▶ _Directions for this task_: Reproduce exactly the lines from the one containing "Roadside-survey request: point out the woman with" through the last line of the records below, both included, and nothing else.

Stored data
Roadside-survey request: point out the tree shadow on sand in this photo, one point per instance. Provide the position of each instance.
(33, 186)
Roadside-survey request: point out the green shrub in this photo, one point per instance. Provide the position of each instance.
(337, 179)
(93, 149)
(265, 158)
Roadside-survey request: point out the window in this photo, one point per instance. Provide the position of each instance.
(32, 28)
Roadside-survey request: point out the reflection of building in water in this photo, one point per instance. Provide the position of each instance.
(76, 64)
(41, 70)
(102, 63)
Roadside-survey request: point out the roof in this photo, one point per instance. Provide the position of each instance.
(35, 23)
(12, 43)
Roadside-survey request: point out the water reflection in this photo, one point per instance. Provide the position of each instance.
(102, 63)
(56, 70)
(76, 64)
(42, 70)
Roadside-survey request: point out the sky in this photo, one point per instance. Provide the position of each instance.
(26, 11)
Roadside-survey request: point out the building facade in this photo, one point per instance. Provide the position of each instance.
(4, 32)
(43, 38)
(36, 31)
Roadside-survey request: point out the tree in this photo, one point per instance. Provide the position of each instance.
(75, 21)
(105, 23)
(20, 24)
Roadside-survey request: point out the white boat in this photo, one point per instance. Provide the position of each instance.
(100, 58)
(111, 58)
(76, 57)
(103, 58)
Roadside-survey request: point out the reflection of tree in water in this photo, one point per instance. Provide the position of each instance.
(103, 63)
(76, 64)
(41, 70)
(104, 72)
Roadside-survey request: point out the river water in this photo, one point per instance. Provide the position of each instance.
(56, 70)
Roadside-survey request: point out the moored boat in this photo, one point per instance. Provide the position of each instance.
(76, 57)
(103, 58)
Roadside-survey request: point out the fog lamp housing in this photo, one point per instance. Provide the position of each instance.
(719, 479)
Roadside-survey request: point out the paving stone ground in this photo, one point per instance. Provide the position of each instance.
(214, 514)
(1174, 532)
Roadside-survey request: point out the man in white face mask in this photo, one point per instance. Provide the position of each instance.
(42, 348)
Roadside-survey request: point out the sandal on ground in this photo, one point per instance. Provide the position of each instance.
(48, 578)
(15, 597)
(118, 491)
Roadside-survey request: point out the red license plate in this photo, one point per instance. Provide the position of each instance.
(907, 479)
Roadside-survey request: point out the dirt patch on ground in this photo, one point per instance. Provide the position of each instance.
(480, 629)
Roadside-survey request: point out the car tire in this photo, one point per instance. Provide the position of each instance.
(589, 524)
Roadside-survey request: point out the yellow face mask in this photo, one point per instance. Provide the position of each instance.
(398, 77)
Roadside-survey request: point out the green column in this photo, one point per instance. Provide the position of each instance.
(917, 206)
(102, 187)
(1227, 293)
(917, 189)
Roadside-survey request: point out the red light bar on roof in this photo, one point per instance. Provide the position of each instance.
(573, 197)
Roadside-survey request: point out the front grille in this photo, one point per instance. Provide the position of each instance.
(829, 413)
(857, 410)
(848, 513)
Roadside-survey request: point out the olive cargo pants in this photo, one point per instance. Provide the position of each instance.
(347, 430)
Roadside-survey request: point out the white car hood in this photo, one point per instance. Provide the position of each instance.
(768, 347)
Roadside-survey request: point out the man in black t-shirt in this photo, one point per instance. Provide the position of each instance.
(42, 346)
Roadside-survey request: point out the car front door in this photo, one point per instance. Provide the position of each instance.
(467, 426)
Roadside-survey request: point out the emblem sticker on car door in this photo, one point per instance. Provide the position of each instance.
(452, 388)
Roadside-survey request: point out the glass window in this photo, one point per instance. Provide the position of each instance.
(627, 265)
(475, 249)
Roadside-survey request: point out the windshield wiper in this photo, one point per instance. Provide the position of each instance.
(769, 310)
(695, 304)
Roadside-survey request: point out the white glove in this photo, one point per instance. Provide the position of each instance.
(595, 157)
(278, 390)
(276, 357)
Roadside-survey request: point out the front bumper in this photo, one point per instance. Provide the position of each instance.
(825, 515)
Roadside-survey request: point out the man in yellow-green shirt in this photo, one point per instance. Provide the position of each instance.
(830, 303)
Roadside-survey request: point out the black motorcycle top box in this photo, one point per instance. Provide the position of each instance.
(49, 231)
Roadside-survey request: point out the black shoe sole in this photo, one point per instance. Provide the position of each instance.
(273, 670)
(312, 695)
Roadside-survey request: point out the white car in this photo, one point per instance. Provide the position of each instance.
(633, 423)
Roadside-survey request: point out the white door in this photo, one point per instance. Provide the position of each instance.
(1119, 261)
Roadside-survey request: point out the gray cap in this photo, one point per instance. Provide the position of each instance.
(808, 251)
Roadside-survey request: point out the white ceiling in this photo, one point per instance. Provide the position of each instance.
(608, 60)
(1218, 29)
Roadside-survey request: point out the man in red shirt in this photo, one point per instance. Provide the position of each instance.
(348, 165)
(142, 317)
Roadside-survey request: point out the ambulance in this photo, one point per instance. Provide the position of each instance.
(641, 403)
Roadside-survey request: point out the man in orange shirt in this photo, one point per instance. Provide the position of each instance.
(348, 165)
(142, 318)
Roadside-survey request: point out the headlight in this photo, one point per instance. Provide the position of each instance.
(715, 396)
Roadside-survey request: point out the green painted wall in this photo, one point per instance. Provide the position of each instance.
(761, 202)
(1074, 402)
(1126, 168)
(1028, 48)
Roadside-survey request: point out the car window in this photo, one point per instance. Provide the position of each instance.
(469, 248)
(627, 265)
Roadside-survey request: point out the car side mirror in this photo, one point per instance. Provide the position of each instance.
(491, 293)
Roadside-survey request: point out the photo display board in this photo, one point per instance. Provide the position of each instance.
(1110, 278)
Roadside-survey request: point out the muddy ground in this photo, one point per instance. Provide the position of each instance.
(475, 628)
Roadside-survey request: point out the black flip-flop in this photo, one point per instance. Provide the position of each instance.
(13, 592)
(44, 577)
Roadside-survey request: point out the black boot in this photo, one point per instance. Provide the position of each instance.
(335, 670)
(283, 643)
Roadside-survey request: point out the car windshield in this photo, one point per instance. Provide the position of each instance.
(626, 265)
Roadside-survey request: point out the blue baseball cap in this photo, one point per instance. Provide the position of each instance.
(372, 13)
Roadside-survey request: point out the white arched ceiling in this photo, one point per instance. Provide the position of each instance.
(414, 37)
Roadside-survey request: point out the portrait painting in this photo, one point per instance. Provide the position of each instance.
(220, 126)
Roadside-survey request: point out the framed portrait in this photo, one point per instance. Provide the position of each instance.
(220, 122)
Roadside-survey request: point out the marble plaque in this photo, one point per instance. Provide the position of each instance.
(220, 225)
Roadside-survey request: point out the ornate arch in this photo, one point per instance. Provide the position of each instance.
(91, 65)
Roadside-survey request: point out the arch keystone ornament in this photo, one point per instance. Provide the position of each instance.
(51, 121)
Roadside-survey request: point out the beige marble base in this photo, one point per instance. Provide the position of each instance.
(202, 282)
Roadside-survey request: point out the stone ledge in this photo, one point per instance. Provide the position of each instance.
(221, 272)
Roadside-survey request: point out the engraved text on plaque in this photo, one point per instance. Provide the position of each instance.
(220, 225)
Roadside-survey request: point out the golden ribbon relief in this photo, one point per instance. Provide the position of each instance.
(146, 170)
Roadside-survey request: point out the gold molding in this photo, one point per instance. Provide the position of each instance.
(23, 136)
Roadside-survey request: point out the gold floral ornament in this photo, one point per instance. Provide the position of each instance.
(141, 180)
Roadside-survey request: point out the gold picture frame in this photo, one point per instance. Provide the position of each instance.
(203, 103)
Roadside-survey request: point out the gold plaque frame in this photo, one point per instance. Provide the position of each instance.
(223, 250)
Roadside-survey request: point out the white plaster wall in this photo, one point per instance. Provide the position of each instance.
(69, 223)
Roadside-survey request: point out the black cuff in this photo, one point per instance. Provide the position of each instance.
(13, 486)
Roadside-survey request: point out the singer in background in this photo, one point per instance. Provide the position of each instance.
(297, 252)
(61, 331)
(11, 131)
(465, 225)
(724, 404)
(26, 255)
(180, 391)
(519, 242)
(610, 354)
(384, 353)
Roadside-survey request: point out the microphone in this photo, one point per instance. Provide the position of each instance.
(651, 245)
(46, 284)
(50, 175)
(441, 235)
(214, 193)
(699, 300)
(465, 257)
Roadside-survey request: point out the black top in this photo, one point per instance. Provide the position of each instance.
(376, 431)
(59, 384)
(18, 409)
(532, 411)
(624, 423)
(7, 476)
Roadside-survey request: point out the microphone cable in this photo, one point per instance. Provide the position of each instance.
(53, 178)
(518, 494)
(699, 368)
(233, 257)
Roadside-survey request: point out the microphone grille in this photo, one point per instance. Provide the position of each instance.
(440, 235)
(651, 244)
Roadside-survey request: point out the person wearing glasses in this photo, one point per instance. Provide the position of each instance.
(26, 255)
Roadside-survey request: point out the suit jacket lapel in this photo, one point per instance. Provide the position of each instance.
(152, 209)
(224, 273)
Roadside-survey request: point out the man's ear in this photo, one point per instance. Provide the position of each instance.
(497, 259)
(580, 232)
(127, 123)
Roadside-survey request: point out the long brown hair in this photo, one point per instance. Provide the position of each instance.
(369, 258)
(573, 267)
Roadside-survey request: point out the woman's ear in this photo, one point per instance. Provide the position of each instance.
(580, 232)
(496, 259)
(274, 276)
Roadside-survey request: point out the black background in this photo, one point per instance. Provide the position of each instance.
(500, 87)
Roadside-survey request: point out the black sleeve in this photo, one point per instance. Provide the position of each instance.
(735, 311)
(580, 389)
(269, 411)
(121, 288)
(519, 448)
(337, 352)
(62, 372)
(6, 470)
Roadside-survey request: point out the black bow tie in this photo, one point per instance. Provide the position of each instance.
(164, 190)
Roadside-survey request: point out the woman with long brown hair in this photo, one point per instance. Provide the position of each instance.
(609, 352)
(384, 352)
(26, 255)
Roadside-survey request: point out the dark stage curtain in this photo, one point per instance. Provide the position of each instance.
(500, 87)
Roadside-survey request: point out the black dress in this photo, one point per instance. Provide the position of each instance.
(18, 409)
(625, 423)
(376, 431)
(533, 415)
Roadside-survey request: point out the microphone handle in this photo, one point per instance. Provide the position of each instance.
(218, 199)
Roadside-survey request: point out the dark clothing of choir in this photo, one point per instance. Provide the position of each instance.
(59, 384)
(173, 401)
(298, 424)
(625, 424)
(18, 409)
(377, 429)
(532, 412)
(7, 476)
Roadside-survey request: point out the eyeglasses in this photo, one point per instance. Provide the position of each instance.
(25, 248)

▶ _Answer for the task_:
Roadside-survey request: point out the woman with long brown hair in this photo, one point per instance. Provide the position of each instance.
(609, 352)
(384, 352)
(26, 255)
Roadside-survey request: point out the dark stage curtain in this photo, one point per instance. Provide the position of each instance.
(500, 87)
Roadside-survey request: point out the black dress in this photo, one point per instance. Provide the position of each instance.
(18, 409)
(625, 423)
(376, 431)
(533, 415)
Roadside-survey request: point out the microphone handle in this photo, one point per instance. Provide the position of each instance.
(218, 199)
Roadside-survey request: point out the dark clothing of choir in this photo, one point per instance. Provide the position of each instance.
(59, 384)
(173, 401)
(298, 424)
(625, 424)
(18, 409)
(377, 429)
(532, 412)
(7, 476)
Roadside-survey request: point out the eyeglasses in this photo, one point per instance. Provide the position of each instance.
(25, 248)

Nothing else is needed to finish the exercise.